REQUIRED ACTION:
Please reproduce all the data exactly as written and omit the pictures.

TASK INPUT section start

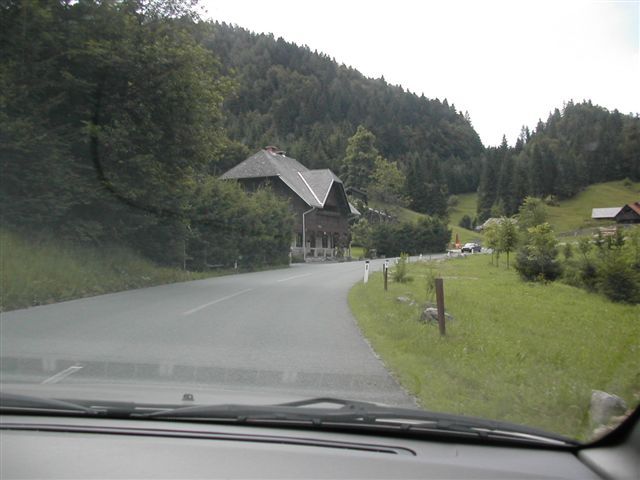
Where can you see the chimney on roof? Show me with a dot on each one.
(274, 150)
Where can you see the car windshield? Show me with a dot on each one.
(427, 206)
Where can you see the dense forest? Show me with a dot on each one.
(578, 146)
(111, 122)
(304, 101)
(117, 117)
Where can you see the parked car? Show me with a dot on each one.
(471, 248)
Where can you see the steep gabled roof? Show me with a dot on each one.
(312, 186)
(635, 206)
(605, 213)
(630, 207)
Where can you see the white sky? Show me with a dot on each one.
(508, 63)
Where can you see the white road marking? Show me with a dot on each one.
(293, 278)
(197, 309)
(63, 374)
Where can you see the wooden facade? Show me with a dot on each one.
(317, 199)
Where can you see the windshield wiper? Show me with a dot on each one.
(347, 413)
(11, 403)
(305, 413)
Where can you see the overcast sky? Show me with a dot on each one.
(508, 63)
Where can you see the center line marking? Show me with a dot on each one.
(197, 309)
(62, 375)
(292, 278)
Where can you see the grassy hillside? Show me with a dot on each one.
(467, 205)
(37, 272)
(575, 213)
(571, 214)
(521, 352)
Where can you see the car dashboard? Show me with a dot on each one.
(35, 446)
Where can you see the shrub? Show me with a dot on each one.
(466, 222)
(400, 272)
(537, 259)
(618, 280)
(567, 251)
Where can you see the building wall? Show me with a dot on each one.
(326, 228)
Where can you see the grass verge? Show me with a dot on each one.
(520, 352)
(38, 272)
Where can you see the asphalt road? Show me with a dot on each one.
(281, 330)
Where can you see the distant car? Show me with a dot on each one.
(471, 248)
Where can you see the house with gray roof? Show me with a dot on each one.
(317, 198)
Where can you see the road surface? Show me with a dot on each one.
(281, 330)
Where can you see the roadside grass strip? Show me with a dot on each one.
(528, 353)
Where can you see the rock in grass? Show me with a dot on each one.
(406, 300)
(430, 315)
(604, 407)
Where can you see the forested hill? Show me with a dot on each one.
(309, 105)
(581, 145)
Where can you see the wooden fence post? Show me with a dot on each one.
(440, 304)
(385, 269)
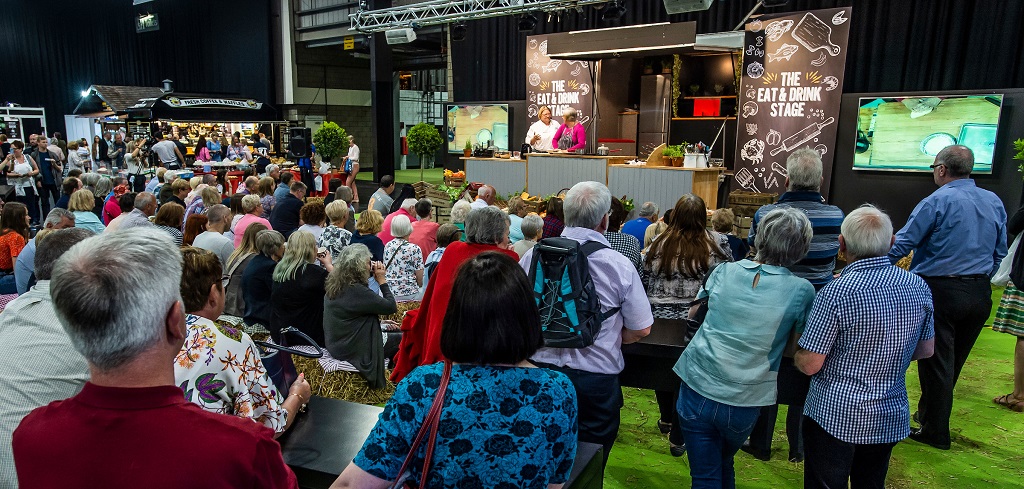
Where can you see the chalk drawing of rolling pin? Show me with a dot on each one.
(745, 179)
(814, 35)
(806, 134)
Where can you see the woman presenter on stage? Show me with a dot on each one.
(570, 135)
(543, 131)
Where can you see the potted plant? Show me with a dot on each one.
(330, 140)
(424, 140)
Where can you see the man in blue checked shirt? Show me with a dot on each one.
(958, 237)
(862, 331)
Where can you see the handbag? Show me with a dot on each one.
(429, 426)
(279, 362)
(1001, 276)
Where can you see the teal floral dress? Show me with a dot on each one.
(501, 428)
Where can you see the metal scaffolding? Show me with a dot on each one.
(444, 11)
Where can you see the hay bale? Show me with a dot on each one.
(345, 386)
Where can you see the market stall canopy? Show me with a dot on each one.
(199, 107)
(640, 41)
(103, 100)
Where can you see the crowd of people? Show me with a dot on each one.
(157, 342)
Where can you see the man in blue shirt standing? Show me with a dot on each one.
(958, 237)
(647, 216)
(862, 331)
(803, 191)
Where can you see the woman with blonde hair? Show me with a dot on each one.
(366, 233)
(297, 297)
(235, 303)
(81, 205)
(351, 314)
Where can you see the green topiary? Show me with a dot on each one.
(330, 140)
(424, 140)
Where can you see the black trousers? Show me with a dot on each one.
(962, 307)
(832, 462)
(49, 189)
(600, 401)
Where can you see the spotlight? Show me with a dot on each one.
(458, 31)
(527, 23)
(612, 11)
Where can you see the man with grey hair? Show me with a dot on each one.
(45, 367)
(408, 209)
(131, 408)
(145, 206)
(803, 191)
(958, 237)
(862, 331)
(594, 369)
(25, 267)
(647, 215)
(213, 238)
(484, 196)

TASK INPUT section end

EXERCISE RESPONSE:
Where can you see the chimney on roof? Show me with a dot on each one.
(274, 150)
Where can you see the car windshield? Show me with a dot on each one.
(427, 206)
Where can you see the dense forest? Show me with a dot on each one.
(578, 146)
(111, 122)
(304, 101)
(117, 117)
Where can you see the parked car? Show me with a dot on each one.
(471, 248)
Where can you see the steep gabled roof? Show me with a dot on each one.
(312, 186)
(635, 206)
(605, 213)
(630, 207)
Where can you see the white sky? Show me with a dot on each one.
(508, 63)
Where can you see the white road marking? Show me with a dot on each one.
(293, 278)
(197, 309)
(63, 374)
Where can you see the wooden facade? Show me with a dot on each one.
(317, 199)
Where can you see the windshield wiper? Show me with a dot on each one.
(347, 413)
(11, 403)
(305, 413)
Where can you see the overcast sky? Show me with a dot on each one.
(508, 63)
Where can you see the center line marking? Show me with a dot on each one.
(197, 309)
(62, 375)
(292, 278)
Where can you see the grassy hillside? Show me with a dot on each one.
(467, 205)
(37, 272)
(575, 213)
(571, 214)
(521, 352)
Where can you see the car dashboard? Show me with a dot on each one.
(35, 446)
Where can you see the shrub? Show me with a dot on each one.
(466, 222)
(400, 272)
(537, 259)
(618, 280)
(567, 251)
Where can you see the building wall? Show me with a dot on each one.
(326, 228)
Where can you see the grass verge? Show me with a dot on each one.
(520, 352)
(38, 272)
Where can you see the asphalt road? Show me with a dot on each one.
(281, 330)
Where can you see the distant car? Show me with a dot on each one.
(471, 248)
Where can you see the house with gray roof? Show me with a dot on each one.
(317, 198)
Where can you see the road surface? Show me with a dot on each one.
(281, 330)
Where can you see the roadside grass strip? Show me with a dot on each one.
(528, 353)
Where can you see the rock in grass? Show me with a dot on each one.
(406, 300)
(430, 315)
(604, 407)
Where can you see the forested hill? Show me with a dot on each one.
(309, 105)
(581, 145)
Where can you see the wooden fence post? Show me with a dot on each one.
(440, 304)
(385, 269)
Where can you see the chalk drawing of rolling pin? Show me with a dot on each one.
(745, 179)
(814, 35)
(806, 134)
Where can you see the woman presenter on stage? Show me with a dot on each one.
(570, 135)
(543, 131)
Where can you see the potted plant? Show me with a dot on each one.
(330, 140)
(424, 140)
Where can you see the man in blue checked shirt? Show me with a dot on each one.
(958, 237)
(862, 331)
Where can you see the handbag? Show me with a dot on each one.
(429, 426)
(279, 362)
(1001, 276)
Where can you see the teal floral dress? Show me with a dot on each one.
(501, 428)
Where can you see the metal scaffolding? Show me with a dot on each one.
(444, 11)
Where can you see the hay bale? Show me with a dot on each one.
(345, 386)
Where can you see the market stall canopy? Show me with a dot on each one.
(199, 107)
(640, 41)
(103, 100)
Where can you see the crowd of people? Show me with a dot on each one.
(157, 342)
Where can you see the man in blue shirt standing? Show me with a dot on each one.
(958, 237)
(647, 216)
(862, 331)
(803, 191)
Where can you see the woman with blonde hair? Show me with a dot on each one.
(366, 233)
(297, 297)
(235, 303)
(81, 205)
(351, 314)
Where can you see the green topiary? Show me with a dot on each one.
(330, 140)
(424, 140)
Where can you see the black trousers? Show me with a dot on each one.
(962, 307)
(832, 462)
(49, 189)
(600, 401)
Where can you see the spotlight? Show me with a dot on each one.
(458, 31)
(527, 23)
(612, 11)
Where can you see the man with grey hair? Show me with a dot on each one.
(45, 367)
(408, 209)
(131, 408)
(145, 206)
(803, 191)
(958, 237)
(862, 331)
(594, 369)
(25, 267)
(647, 215)
(213, 238)
(484, 196)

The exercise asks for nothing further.